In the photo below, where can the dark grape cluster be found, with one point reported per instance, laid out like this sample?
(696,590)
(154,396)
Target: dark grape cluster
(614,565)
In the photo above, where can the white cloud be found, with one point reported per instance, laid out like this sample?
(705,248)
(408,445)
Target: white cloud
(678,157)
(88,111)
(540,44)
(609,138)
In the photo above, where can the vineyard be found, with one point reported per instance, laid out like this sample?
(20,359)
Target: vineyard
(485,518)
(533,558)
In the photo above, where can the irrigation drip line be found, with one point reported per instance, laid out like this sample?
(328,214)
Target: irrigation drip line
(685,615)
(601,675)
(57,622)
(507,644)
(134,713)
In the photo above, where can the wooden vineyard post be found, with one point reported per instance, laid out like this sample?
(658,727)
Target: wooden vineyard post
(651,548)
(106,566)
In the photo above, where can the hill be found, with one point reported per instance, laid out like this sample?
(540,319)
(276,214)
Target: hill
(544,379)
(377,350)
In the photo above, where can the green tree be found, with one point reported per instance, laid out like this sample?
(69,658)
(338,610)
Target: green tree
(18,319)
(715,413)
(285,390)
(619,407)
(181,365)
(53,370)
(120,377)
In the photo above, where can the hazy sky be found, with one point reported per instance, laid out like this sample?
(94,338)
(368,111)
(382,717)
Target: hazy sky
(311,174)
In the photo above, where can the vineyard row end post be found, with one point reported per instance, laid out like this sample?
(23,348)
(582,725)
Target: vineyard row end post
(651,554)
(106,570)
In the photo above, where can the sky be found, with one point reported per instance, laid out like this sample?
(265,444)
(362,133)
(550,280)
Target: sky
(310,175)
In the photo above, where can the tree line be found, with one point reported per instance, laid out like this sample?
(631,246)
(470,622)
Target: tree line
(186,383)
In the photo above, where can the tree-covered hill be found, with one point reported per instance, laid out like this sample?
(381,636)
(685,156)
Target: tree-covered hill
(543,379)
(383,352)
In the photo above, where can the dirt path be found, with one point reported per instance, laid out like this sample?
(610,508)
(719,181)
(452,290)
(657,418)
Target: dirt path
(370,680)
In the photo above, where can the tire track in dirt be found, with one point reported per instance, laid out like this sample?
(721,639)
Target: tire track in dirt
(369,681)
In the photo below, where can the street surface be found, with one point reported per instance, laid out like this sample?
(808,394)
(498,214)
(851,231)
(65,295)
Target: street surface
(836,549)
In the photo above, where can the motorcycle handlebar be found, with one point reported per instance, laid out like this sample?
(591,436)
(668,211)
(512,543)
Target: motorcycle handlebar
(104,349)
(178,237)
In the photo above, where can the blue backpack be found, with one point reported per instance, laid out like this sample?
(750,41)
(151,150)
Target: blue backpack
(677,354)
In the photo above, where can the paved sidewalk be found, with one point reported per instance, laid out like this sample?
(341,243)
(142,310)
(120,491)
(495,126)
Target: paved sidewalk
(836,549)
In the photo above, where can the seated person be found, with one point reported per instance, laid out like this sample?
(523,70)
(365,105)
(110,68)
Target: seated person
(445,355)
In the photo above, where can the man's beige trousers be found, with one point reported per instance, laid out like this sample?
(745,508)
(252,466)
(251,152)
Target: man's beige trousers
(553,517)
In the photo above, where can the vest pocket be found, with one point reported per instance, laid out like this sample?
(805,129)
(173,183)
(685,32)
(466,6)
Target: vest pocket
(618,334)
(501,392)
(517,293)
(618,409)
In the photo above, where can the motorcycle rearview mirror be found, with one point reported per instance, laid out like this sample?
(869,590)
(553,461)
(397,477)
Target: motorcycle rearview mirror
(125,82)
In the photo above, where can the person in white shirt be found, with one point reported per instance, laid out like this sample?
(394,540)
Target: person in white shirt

....

ASSIGNMENT
Write out every entry once more, precisely as it stands.

TASK OUTPUT
In the photo below, where can the dark grape cluster be found, with one point reported per instance, laid out like this sample?
(696,590)
(154,396)
Target: dark grape cluster
(614,565)
In the photo above, where can the white cloud be found, with one point reported per instance, laid out like this sample?
(705,248)
(408,445)
Target: white cloud
(678,157)
(88,111)
(540,44)
(609,138)
In the photo above, where can the vineyard be found, with one point reported per instance, laid out like this sample?
(20,359)
Target: vineyard
(485,518)
(533,558)
In the photo above, where can the irrigation drip line be found, with one point reported per instance, laid out like this sample?
(328,214)
Target: irrigation drip line
(685,615)
(601,675)
(57,622)
(507,644)
(134,713)
In the photo above, where can the wooden vineyard post be found, with one point reported per instance, laid out like this sample?
(658,727)
Target: wooden vineyard post
(651,548)
(106,566)
In the photo above, where can the hill be found, with one point reported per instance, laid out like this sample?
(540,319)
(276,214)
Target: hill
(544,379)
(377,350)
In the photo above, where can the green tree be found, with one point reported per instance, laid out like this sample?
(69,658)
(338,610)
Target: green tree
(18,319)
(715,413)
(285,390)
(619,407)
(181,365)
(53,370)
(120,377)
In the photo above, where can the hazy sky be found, with one point reported per instance, laid out like this sample?
(94,338)
(368,111)
(382,717)
Target: hazy sky
(311,174)
In the photo above, where can the vineyard row end post be found, with one point reported per instance, laid out like this sample?
(23,348)
(582,725)
Target: vineyard row end post
(651,554)
(106,570)
In the photo above, where can the sky be found, with one point reported per instance, laid out like this sample?
(265,444)
(362,133)
(550,280)
Target: sky
(310,175)
In the photo above, where can the tree line be found, with one point reported per instance, laid out like this sample?
(631,246)
(470,622)
Target: tree line
(186,383)
In the photo above, where can the tree-covered hill be found, with one point reported per instance, laid out like this sample?
(381,636)
(685,156)
Target: tree-covered hill
(543,379)
(383,352)
In the photo above, where can the dirt path be found, with one point reported per instance, laid out like this sample?
(610,508)
(719,181)
(452,290)
(657,418)
Target: dirt path
(370,680)
In the photo above, where can the tire track in dirt be found, with one point reported per instance, laid out like this sample?
(721,639)
Target: tire track in dirt
(369,681)
In the photo below, where can the street surface be found, with one point reported per instance, laid out like this sample?
(808,394)
(498,214)
(851,231)
(65,295)
Target: street surface
(836,549)
In the photo above, where can the motorcycle handlebar be found, with one point reported per instance, laid out like this sample?
(591,436)
(668,211)
(512,543)
Target: motorcycle handlebar
(104,349)
(178,237)
In the photo above, where can the blue backpack be found, with one point reported per instance, laid out like this sample?
(750,41)
(151,150)
Target: blue backpack
(677,354)
In the photo above, where can the paved sidewalk be found, with one point reported per instance, laid out like this sample?
(341,243)
(142,310)
(120,491)
(495,126)
Target: paved sidewalk
(836,549)
In the photo above, where can the seated person be found, with one point reported per instance, laid out like this sample?
(523,70)
(365,105)
(110,68)
Target: seated person
(445,355)
In the photo above, where can the man's beige trousers be found, with one point reported per instance, laid out like this sample?
(745,508)
(252,466)
(251,152)
Target: man's beige trousers
(553,517)
In the photo above, where can the vest pocket be found, with one point reported per instance, laid out like this sample?
(805,129)
(173,183)
(685,32)
(466,6)
Target: vest pocket
(618,334)
(501,392)
(517,293)
(618,409)
In the photo above, where can the motorcycle rearview mirror be found, with one point reported per instance, laid out like this sample?
(869,590)
(553,461)
(397,477)
Target: motorcycle rearview mirror
(125,82)
In the photo above, where can the person in white shirt be found, with one point reported per instance, laid out like this sample?
(394,540)
Target: person in white shirt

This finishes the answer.